WHAT THE TASK REQUIRES
Extend the review of the Galliano documentary below, picking up right after its last sentence.
─── EXERCISE PASSAGE ───
Strangely, that’s not most people’s view, though. The documentary then springs back to examine how Galliano got to this point and why his slurred, inebriated rant sent such shockwaves through the worlds of fashion, celebrity and media. And why he’s really just a poor gay man wrestling with his demons.

It is, I should say, a terrific film to watch, full of flamboyant and wild archive fashion shows, memories of ’80s and ’90s London, Paris couture houses and ateliers, glamorous talking heads – Kate Moss, Naomi Campbell, Anna Wintour, Natalie Portman – and excess, such excess, of sex, drugs, and bitching. And monstrous ego. It’s a great fashion film, a great Paris film, and a thorny, knotty, visually sparkling documentary about how we like to dress things up in modern culture.

The centrepiece is a long sit-down interview with Galliano himself, telling his story “for the first time” and inevitably leading up to some kind of apology for what he did and what he said (although we don’t have to wait to get to this bit – it opens the movie) while Macdonald weaves in his own thoughtful interviews and explorations with the fashion world and with family members, ex-colleagues, collaborators and contemporaries such as rave DJ Jeremy Healy, wondering why Galliano is a) held as such a genius and b) could get away with knowing it and behaving like such an utter maniac.

Popping up throughout are clips of Abel Gance’s 1929 silent epic Napoleon, a film Galliano confesses to having seen at the Barbican when he was a student at St Martin’s and which exerted a huge influence on him. (I mean, at least, it’s a great, great film, let’s be honest). He clearly means this influence was in a fashion sense, though Macdonald sees parallels in the megalomania and overweening arrogance of the little emperor as played by charismatic actor Albert Dieudonné.

It’s a sly, clever cinematic joke, an act of appropriation that seems to be lost on Galliano himself, a man whose entire aesthetic and schtick is based on appropriation, acts of brazen artistic borrowing that fuelled his astonishing rise from early childhood in Gibraltar (ironically, on Sephardi Street, no less) to a humble house in south London to scene-stealing at the hottest fashion college and on the burgeoning gay scene to the spectacular grad shows (“darling, simply everyone remembers Les Incroyables”) to helming the giant businesses of Givenchy and Dior and their attendant grind of creative demands.

The documentary captures it all with a breathless economy and a sense of thrill, as well as an inherently dramatic flair. “I wanted it to feel like he was on a high-speed train of self-destruction,” says Macdonald, a man, by his own admission, not naturally comfortable in the world of fashion.

“There’s such a fine line between bravery and foolhardiness that he was undertaking, that perhaps all fashion at that level requires, and that I hadn’t appreciated at all before entering the bubble myself. It’s like living in a dream, so separated from reality, this existence as if at a royal court. I didn’t want to excuse his behaviour but I do think it’s key to understanding what was going on in his head, his very addled head.”

Macdonald does find himself making excuses for his subject, however, with a whole section on the reliability of the phrase in vino veritas. At the time of the incident, Galliano was on such a cocktail of drugs and alcohol one is almost in admiration of the bottles and vials on display.
─── DATASET EXTRACT ───
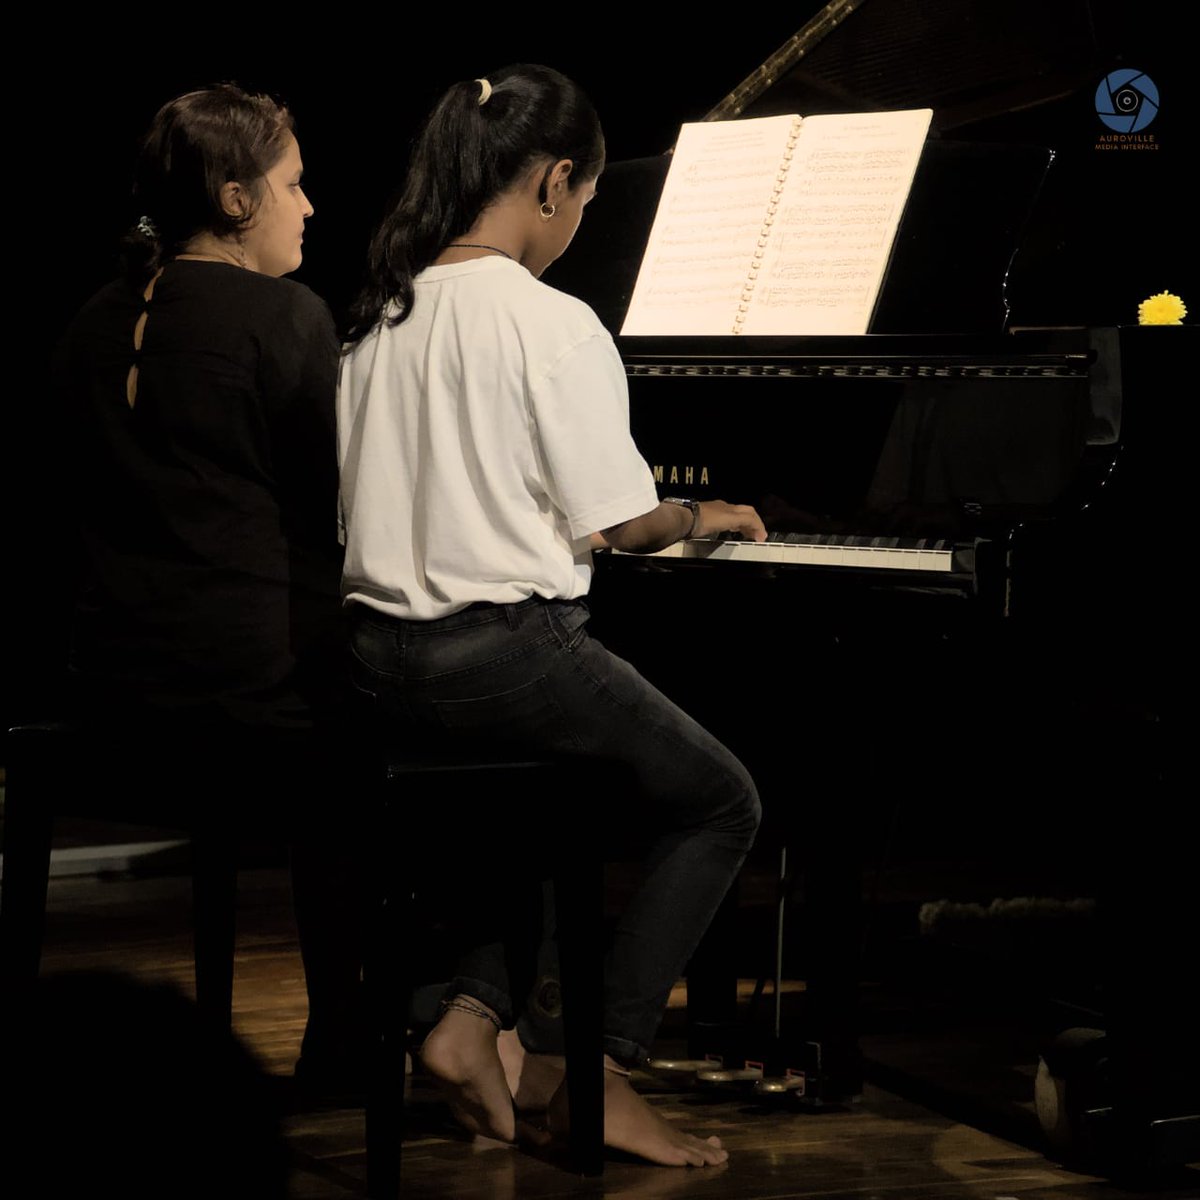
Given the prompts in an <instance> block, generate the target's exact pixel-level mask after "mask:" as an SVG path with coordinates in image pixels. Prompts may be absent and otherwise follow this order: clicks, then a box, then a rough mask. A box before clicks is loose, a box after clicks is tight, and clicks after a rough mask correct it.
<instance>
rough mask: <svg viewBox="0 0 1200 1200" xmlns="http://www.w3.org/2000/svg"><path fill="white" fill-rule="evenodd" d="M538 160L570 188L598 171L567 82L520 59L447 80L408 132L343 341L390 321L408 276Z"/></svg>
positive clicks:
───
OUTPUT FOR THIS TASK
“He was a blackout drinker so doesn’t even remember what he said, or how many times he said it. He was on so many drugs and so strung out that this was his rock bottom. He told me: ‘This might be the thing that marks my life but it’s also the thing that saved my life’.”


So is that the point of this documentary? Has Galliano somehow wangled a redemption arc out of this film, expiated and atoned so that he could rise again, having exorcised the ghosts of cancel culture and that pesky whiff of antisemitism (something I now detect in every spritz of Chanel fragrance)?

Redemption is certainly not Macdonald’s intention, I’m pretty certain. Even-handed as any rigorous documentarian would like to remain, for me, the doc-maker gives the clothesmaker just enough fabric with which to hang himself.

It’s obvious to me that Galliano comes across just as he’d like: as an arrogant, deluded, unrepentant, uncontrite, asshole. And everyone loves him for it, or at least indulges him once again – far more important that he makes some daring outfits and puts on a show than feel genuine remorse for what he said and for the people he genuinely hurt with his outbursts – Macdonald presents us with one of the victims of the abuse, a very broken man, much diminished from having to stand up in court and give testimony and be associated with his circus.

“I’ve never had such a split opinion about a film,” says Kevin. “Some feel it’s all been blown out of proportion, that Galliano was drunk, what’s all the fuss about and he should be allowed to get on with making his beautiful things; others hate him and say he’s a disgusting liar and think he should be cast out. The divergence of opinion is amazing to me every time, within the same rows of the same audience.”

Certainly, the dominant narrative in the fashion world is that, OK, Galliano has taken his punishment but he should now be forgiven his racist diatribes – the one about being put on trains to Auschwitz, the slurred praise of Hitler – and be allowed to get on with his genius shows. And my, just look what he’s done with Margiela, how fabulous.

“Perhaps it is glib to deal with something as serious antisemitism and something as light as fashion in the same breath, but ultimately, I’ve just got the black box of somebody’s head to try and fathom,” says Kevin. “Galliano is uncensored, has no PR, he never interfered with the film, never told me what I should show or not, and always tried to present himself as honest, as far as he saw it and I do kind of admire him for it – but, it’s true, he never admits why he said these things about Jews. In his head, he feels he did apologise.

“As far as I pushed him, he says he just doesn’t know why he said those things, repeatedly. Does he really not remember? Does he really not know where or why he harboured those feelings of such violent intent?”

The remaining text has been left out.